● **EXERCISE REQUIREMENTS**:
Transcribe the following lines verbatim, with no alterations.

Entries from a collection:
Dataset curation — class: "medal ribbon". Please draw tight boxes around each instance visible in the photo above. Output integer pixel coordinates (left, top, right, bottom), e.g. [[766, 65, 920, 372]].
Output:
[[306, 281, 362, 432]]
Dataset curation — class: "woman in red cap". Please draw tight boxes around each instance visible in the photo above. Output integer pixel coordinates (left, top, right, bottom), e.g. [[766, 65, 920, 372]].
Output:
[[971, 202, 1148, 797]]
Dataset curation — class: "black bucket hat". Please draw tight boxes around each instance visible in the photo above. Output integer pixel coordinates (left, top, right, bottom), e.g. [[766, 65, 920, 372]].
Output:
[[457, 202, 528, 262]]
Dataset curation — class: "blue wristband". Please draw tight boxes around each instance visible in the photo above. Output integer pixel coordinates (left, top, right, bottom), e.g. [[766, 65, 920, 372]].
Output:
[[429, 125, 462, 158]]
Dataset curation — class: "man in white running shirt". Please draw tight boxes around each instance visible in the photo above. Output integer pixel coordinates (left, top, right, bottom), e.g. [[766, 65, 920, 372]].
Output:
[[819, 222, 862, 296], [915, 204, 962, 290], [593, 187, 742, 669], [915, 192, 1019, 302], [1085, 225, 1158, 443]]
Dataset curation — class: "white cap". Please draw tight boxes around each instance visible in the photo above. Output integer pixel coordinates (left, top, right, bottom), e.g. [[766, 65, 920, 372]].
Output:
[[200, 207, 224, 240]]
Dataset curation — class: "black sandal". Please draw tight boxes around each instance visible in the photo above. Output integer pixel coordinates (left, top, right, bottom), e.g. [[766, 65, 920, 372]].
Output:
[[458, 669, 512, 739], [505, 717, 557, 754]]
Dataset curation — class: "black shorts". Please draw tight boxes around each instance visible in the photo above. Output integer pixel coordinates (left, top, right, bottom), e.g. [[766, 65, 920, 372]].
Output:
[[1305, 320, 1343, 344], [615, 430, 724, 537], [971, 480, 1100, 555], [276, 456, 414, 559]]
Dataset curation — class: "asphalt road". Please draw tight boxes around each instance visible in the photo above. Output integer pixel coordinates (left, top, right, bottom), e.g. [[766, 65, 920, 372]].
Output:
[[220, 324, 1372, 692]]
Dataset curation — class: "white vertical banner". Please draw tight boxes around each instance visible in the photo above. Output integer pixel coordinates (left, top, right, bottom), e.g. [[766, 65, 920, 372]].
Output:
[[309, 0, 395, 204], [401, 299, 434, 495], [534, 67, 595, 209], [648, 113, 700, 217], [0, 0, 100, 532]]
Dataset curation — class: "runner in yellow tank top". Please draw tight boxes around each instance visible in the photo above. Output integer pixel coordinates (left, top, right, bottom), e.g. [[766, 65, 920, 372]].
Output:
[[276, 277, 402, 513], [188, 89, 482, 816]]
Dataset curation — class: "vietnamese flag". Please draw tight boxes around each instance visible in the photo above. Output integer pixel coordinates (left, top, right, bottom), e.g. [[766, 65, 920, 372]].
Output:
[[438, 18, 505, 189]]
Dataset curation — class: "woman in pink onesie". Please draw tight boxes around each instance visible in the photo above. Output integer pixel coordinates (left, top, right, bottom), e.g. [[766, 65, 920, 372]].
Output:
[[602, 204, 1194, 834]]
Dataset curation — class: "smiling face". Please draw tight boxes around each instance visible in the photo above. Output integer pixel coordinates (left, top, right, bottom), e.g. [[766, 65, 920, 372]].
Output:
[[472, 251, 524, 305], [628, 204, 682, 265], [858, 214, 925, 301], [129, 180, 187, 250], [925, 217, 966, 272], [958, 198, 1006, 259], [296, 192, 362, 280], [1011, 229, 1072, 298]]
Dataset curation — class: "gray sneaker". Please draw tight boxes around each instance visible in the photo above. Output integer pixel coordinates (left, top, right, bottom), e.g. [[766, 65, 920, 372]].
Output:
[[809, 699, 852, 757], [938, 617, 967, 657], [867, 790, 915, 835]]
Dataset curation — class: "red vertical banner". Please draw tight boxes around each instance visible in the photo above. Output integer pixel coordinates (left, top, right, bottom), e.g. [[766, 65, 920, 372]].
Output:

● **RESULT OF THE TASK**:
Dataset curation — class: "medal ribbon". Please draw tight boxes around each instance visible in the photo above. Output integer pixel coordinates (left, top, right, bottom), e.g. [[766, 65, 920, 372]].
Output:
[[306, 281, 362, 432]]
Dataset curation — class: "woman in red cap". Please draw tight boxes around each instance visible in the photo above. Output integer pixel coordinates (left, top, right, bottom), e.g. [[766, 65, 920, 372]].
Output:
[[971, 202, 1148, 797]]
Dataset curation — class: "black bucket hat". Please draw tight boxes around each instance visible in the photo above. Output integer pixel coordinates (left, top, right, bottom), e.g. [[766, 65, 920, 372]].
Output:
[[457, 202, 528, 262]]
Dataset curation — class: "blue wristband". Please draw tight boxes around each instance visible in the photo above. Output integer pixel coordinates (left, top, right, bottom), e.g. [[766, 65, 920, 372]].
Output:
[[429, 125, 462, 158]]
Dataset curation — class: "man in white running shirt". Please draw tight boxes around each instance visible in the photo above. Output integer pixel coordinates (left, top, right, bottom), e.g. [[766, 65, 920, 372]].
Output:
[[819, 222, 862, 296], [915, 204, 962, 290], [593, 187, 742, 669], [915, 192, 1019, 302], [1085, 225, 1158, 443]]
Dataset curation — class: "white cap". Please draw tight boxes around each instance visible in the photo above. Output integer pixel coordinates (left, top, right, bottom), e.g. [[766, 65, 920, 372]].
Output:
[[200, 207, 224, 240]]
Dataset curation — class: "black sandal". Please draw tight boxes around each instance visible in the photo above. Output integer pixel coordinates (left, top, right, bottom), e.g. [[766, 65, 920, 372]].
Output:
[[458, 669, 512, 739], [505, 717, 557, 754]]
Dataset curation — class: "black shorts". Please draw tight boxes around each instance visible in the photo above. Output integer pixel coordinates (left, top, right, bottom), e.g. [[766, 65, 920, 372]].
Output:
[[1305, 320, 1343, 344], [615, 430, 724, 537], [971, 480, 1100, 555], [276, 456, 414, 559]]
Dataset curation — class: "asphalt road". Please draw tight boxes around each instance visible in the photo above. Output integer pixel coordinates (left, top, right, bottom), e.g. [[766, 65, 920, 372]].
Output:
[[220, 324, 1372, 692]]
Dataset curation — class: "white vertical banner". Please draw tight boxes around each instance visible in the photo above. Output integer pixel coordinates (left, top, right, bottom), e.g. [[766, 65, 920, 372]].
Output:
[[309, 0, 395, 204], [401, 299, 434, 495], [534, 67, 595, 209], [648, 113, 700, 217], [0, 0, 100, 532]]
Dataset curation — class: "runner in yellow tank top". Please draw tight boxes around each instance visible in the photo above. Output integer pixel coordinates (left, top, right, bottom), e.g. [[766, 65, 920, 372]].
Output:
[[276, 277, 402, 513], [188, 89, 482, 816]]
Dataset curation — class: "vietnamese flag". Please draw tight boxes around each instance visible in the photo above. Output integer pixel coordinates (left, top, right, bottom), e.g. [[766, 65, 920, 372]].
Output:
[[438, 18, 505, 189]]
Dataset curation — class: "woman in pink onesie". Please draw tight boxes around each instance visible in the photo above. Output integer pixel coordinates (left, top, right, bottom), e.g. [[766, 65, 920, 372]].
Output:
[[602, 204, 1194, 834]]
Dataset curation — class: "smiling face". Please draw tight boxes around each instance visible in the photo above. Output integer pixel coordinates (left, top, right, bottom), e.g. [[766, 65, 920, 372]].
Output:
[[472, 251, 524, 305], [628, 204, 682, 265], [858, 214, 925, 301], [129, 180, 187, 250], [925, 217, 966, 272], [958, 198, 1006, 259], [296, 192, 362, 280], [1011, 229, 1072, 298]]
Dataset curation — class: "gray sneaker". Please draw tight boxes around each instance visible in the photo above. Output integer pixel coordinates (left, top, right, bottom), e.g. [[766, 65, 920, 372]].
Output:
[[809, 699, 852, 757], [938, 617, 967, 657], [867, 790, 915, 835]]
Dataset curation — class: "red vertical banner". Please draw tight boxes around each instance visible in the photo above. Output integer pixel coordinates (left, top, right, bottom), e.g. [[766, 65, 920, 372]].
Output:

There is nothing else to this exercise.